··· Document text

Author Index | Title Index
Sociology of Religion.
Vernon, Glenn M. (1962).
New York: McGraw-Hill.
ISBN: None
Description: Hardcover,
xx + 413 pages.
Contents: Preface, 19
chapters divided into 3 parts: 1. Sociological
Approach to the Study of Religion, 2. Sociological
Characteristics of Religion, 3. Religion
and Other Social Institutions, index.
Excerpt(s): In our discussion
in Chapter 2 of religion as part of culture, we emphasized that
religion does not exist in isolation, but is rather, an interactive
unit in a much larger configuration. This is also true of magic.
Magic is also an element of man's culture and therefore a factor
in his society, often in conjunction (or confusion!) with religion.

······
··· Data lines

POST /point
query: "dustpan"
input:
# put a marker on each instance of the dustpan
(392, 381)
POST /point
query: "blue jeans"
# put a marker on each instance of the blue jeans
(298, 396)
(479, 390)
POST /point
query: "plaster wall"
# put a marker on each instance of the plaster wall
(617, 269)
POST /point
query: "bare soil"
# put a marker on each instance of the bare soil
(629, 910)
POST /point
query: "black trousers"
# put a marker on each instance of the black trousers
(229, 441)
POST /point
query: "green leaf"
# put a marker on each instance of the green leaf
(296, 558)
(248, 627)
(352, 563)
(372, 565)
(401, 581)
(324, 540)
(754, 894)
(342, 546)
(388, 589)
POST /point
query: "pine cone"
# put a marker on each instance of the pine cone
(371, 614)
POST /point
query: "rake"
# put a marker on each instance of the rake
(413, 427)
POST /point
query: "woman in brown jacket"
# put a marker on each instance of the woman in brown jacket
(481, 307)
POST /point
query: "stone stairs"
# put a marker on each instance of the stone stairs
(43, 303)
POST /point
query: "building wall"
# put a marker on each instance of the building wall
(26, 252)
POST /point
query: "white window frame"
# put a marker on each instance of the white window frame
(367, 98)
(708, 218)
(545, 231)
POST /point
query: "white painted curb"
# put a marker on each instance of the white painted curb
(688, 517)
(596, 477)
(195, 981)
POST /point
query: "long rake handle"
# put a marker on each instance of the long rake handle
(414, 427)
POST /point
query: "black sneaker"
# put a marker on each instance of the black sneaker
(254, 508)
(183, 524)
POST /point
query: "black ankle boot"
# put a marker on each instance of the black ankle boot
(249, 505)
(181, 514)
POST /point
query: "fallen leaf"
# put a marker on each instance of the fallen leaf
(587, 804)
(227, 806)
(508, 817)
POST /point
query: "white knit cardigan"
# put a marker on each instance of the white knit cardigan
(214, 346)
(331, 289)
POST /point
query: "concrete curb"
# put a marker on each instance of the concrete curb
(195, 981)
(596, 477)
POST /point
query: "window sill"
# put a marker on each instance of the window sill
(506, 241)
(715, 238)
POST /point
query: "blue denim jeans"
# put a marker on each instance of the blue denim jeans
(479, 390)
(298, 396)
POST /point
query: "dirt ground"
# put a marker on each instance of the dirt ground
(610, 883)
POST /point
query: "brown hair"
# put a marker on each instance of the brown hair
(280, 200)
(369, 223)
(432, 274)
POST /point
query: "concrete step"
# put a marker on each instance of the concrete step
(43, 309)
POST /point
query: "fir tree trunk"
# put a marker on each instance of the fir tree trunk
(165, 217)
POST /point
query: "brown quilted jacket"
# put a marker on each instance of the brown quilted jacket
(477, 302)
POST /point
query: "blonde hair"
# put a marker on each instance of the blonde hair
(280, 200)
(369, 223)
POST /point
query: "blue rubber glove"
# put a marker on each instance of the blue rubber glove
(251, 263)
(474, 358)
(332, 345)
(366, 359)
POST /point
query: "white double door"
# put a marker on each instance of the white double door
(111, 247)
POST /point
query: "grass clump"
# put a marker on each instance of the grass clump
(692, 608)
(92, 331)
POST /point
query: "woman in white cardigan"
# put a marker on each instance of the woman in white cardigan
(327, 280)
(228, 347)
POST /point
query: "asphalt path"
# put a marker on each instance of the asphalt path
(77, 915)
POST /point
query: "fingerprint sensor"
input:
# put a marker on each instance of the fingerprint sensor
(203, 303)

······

*Tasks*.
A - Find every line in the records that contains the word "brown", and copy each of those lines.
B - Take the excerpt on religion and magic further, picking up right after its final sentence.

*Responses for each task*.
A -
query: "woman in brown jacket"
# put a marker on each instance of the woman in brown jacket
query: "brown hair"
# put a marker on each instance of the brown hair
query: "brown quilted jacket"
# put a marker on each instance of the brown quilted jacket

B -
A mixture of religion and magic and a modern setting
is seen in the case of some 150,00 to 200,000 American and Canad ian
Indians for whom eating peyote is a solemn sacrament. Most
of them accept the Trinity and the Christian ethic, while claiming
that their Native American Church is the Indian version of Christianity.
They see no conflict in participating in the peyote ceremonies
and also attending the Roman Catholic Mass, although the Roman
Catholic priest frowns on this religious double life. Peyote,
they say, gives them power to talk directly to God or Jesus, as
did their ancestors to the Great Spirit. This religious configuration
involves a blending of the old ways of the Indian culture with
twentieth-century "white man's" religion, the blend
varying somewhat from tribe to tribe. Many "see" Jesus
in their peyote-induced visions; sometimes Jesus appears
as an Indian. The functions of these religious patterns to these
racially proud but poor people are suggested in the statement
by a thirty-nine-year-old rancher and World War II veteran. "I
don't like my religion out of books. ... This religion is the
one thing left that's really Indian and not borrowed from our
white brothers." (page 73)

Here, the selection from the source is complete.